# EXCERPT TO READ

# Moss species (?)



## Reptilicious (Apr 13, 2012)

Hey all!
I've got a moss from a guy I bought dart frogs from. Does anyone know the name of this moss or whether it actually is a moss species? 

It grows super fast and I have moved small pieces of it into other terrariums and it continues to grow there too at great speed.
In the last picture the moss has been there for 7 days and it has already spread well.

Anyone?

Daniel


----------



## toaddrool (Feb 5, 2013)

very kool looking, shelf fungus like. But the photos are too far away for me to say if its a moss or liverwort. Maybe someone who is familiar with it will know right away. To get it down to species might be a very complicated task, usually requiring a good key and knowledge of where it was collected from. Or it could be so common that someone here knows exactly what it is.
Good luck.


----------



## Scags (Oct 9, 2011)

Looks like it's possibly mini pellia- a tropical liverwort. I'm looking from my phone though so I could be wrong.
Looks like good stuff either way.


----------



## Reptilicious (Apr 13, 2012)

Thanks for reply toadrool.

Here's a few more:






















I have no clue of what this is, but it is really cool! Looks great and spreads quickly


----------



## Reptilicious (Apr 13, 2012)

Scags said:


> Looks like it's possibly mini pellia- a tropical liverwort. I'm looking from my phone though so I could be wrong.

# DIRECTIONS
Quote the stretch of the moss thread from "very kool looking, shelf" through "stuff either way.", word for word. The records have no connection to the moss thread.

# Items stored from a collection
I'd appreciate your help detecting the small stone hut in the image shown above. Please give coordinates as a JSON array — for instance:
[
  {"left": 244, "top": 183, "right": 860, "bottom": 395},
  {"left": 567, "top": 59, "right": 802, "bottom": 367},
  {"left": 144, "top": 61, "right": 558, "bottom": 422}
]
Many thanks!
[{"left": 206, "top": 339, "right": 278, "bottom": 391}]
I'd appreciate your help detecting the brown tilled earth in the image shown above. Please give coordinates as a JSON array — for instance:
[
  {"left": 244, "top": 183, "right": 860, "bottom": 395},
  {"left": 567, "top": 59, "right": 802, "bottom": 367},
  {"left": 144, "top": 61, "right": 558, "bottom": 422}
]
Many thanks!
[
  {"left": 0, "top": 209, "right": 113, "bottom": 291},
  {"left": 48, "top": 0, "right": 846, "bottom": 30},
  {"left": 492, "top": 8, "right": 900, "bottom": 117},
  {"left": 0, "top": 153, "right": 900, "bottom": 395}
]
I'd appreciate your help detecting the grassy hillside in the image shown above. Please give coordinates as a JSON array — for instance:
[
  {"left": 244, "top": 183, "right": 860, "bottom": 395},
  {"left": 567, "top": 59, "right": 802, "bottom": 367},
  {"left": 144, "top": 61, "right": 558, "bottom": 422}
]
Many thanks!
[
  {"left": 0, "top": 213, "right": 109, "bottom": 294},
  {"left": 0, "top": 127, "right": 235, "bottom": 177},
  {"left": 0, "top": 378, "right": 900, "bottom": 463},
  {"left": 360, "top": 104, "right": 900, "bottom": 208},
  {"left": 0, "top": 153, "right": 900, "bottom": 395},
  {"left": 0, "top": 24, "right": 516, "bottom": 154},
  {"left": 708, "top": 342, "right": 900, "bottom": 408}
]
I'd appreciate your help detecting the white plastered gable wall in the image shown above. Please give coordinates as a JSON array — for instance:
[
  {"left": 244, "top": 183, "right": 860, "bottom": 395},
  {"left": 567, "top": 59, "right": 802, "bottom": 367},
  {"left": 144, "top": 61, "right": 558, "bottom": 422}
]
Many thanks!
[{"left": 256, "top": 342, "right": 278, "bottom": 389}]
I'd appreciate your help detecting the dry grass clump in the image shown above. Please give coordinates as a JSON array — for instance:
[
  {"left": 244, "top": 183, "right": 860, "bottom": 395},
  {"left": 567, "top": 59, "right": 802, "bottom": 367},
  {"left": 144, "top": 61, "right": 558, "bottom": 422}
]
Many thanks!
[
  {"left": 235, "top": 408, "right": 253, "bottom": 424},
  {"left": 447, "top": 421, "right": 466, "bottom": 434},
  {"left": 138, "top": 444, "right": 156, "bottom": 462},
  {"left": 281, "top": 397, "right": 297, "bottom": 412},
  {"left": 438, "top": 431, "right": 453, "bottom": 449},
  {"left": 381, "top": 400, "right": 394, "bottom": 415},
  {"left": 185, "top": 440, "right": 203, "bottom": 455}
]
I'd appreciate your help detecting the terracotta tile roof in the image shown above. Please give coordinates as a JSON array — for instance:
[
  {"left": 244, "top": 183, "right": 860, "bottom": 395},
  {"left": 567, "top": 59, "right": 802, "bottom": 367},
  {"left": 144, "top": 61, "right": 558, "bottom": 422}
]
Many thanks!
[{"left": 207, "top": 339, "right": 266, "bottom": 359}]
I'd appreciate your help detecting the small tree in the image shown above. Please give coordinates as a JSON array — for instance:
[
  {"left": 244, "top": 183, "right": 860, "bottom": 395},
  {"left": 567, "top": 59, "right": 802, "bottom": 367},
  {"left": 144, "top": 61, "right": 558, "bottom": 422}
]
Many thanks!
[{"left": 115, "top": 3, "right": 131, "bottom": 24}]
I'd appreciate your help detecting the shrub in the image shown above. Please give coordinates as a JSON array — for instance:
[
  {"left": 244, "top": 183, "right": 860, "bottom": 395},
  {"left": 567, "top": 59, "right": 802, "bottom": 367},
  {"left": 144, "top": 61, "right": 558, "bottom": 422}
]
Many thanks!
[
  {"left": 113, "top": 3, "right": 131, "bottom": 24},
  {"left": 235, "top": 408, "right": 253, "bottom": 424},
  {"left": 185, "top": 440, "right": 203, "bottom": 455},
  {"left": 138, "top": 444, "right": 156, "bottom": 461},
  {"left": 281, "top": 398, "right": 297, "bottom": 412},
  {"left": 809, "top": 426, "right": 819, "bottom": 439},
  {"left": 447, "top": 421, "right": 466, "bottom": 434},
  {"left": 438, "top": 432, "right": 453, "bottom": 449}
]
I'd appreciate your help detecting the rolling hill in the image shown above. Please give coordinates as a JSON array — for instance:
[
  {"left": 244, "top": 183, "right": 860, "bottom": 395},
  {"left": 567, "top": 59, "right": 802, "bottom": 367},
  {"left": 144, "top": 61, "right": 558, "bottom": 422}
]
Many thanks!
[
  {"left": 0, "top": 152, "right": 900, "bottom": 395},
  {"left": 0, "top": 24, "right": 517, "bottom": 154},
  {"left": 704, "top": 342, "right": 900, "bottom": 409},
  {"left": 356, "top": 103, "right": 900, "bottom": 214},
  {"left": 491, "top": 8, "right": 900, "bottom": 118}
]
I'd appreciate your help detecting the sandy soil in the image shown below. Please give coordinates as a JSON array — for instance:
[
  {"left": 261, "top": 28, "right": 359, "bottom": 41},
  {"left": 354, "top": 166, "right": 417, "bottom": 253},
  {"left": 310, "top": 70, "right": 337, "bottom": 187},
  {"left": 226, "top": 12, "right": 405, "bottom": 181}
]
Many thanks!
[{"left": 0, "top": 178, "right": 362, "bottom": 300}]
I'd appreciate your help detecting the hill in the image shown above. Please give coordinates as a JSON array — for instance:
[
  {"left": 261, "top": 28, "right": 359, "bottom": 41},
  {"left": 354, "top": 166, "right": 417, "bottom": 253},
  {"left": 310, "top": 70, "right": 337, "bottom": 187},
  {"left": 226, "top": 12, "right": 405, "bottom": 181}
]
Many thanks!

# RESPONSE
very kool looking, shelf fungus like. But the photos are too far away for me to say if its a moss or liverwort. Maybe someone who is familiar with it will know right away. To get it down to species might be a very complicated task, usually requiring a good key and knowledge of where it was collected from. Or it could be so common that someone here knows exactly what it is.
Good luck.


----------



## Scags (Oct 9, 2011)

Looks like it's possibly mini pellia- a tropical liverwort. I'm looking from my phone though so I could be wrong.
Looks like good stuff either way.